Exercise directions:
Please copy, word for word, the line that contains "[pin] grey cloud" and every line after it through the end of the records, and nothing more.

────────────────────

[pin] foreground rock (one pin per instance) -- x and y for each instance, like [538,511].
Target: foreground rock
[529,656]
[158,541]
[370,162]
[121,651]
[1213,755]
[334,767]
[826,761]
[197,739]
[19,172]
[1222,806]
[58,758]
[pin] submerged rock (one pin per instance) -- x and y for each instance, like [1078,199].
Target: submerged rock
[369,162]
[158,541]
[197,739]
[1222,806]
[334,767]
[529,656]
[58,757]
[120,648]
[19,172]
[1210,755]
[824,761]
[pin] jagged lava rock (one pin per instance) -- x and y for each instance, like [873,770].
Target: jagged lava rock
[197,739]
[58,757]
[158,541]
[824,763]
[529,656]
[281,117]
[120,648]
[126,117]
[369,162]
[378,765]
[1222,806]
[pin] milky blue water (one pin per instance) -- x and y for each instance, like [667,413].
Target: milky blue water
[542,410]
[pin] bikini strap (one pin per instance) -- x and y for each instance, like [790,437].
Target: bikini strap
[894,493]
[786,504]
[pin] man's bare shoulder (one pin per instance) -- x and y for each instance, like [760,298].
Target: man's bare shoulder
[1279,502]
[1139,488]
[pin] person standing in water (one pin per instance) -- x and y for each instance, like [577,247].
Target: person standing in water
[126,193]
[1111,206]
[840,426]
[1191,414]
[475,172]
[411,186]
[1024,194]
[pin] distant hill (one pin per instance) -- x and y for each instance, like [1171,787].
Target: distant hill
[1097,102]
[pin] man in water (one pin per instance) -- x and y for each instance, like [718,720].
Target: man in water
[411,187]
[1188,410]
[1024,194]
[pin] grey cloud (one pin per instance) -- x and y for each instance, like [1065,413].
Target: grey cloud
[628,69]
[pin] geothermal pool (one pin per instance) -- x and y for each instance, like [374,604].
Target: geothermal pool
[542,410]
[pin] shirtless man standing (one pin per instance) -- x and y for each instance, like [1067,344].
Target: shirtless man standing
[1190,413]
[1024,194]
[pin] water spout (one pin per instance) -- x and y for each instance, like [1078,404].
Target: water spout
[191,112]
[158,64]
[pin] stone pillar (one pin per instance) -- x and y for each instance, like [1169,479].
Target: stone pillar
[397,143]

────────────────────

Completed exercise:
[pin] grey cloud (one pin per instance) -- x and y for each instance, like [1065,413].
Target: grey cloud
[628,69]
[pin] geothermal pool (one pin per instance) -- x and y for each instance, like [374,604].
Target: geothermal pool
[542,410]
[pin] shirtless man standing (one pin per instance) -- x and y for each instance, like [1067,344].
Target: shirtless man standing
[1190,413]
[1024,194]
[pin] water spout (one pin per instance) -- x and y for each instance, like [1078,404].
Target: water spout
[191,112]
[158,64]
[pin] stone pillar (one pin per instance) -- x and y for each instance, like [1169,479].
Target: stone pillar
[397,143]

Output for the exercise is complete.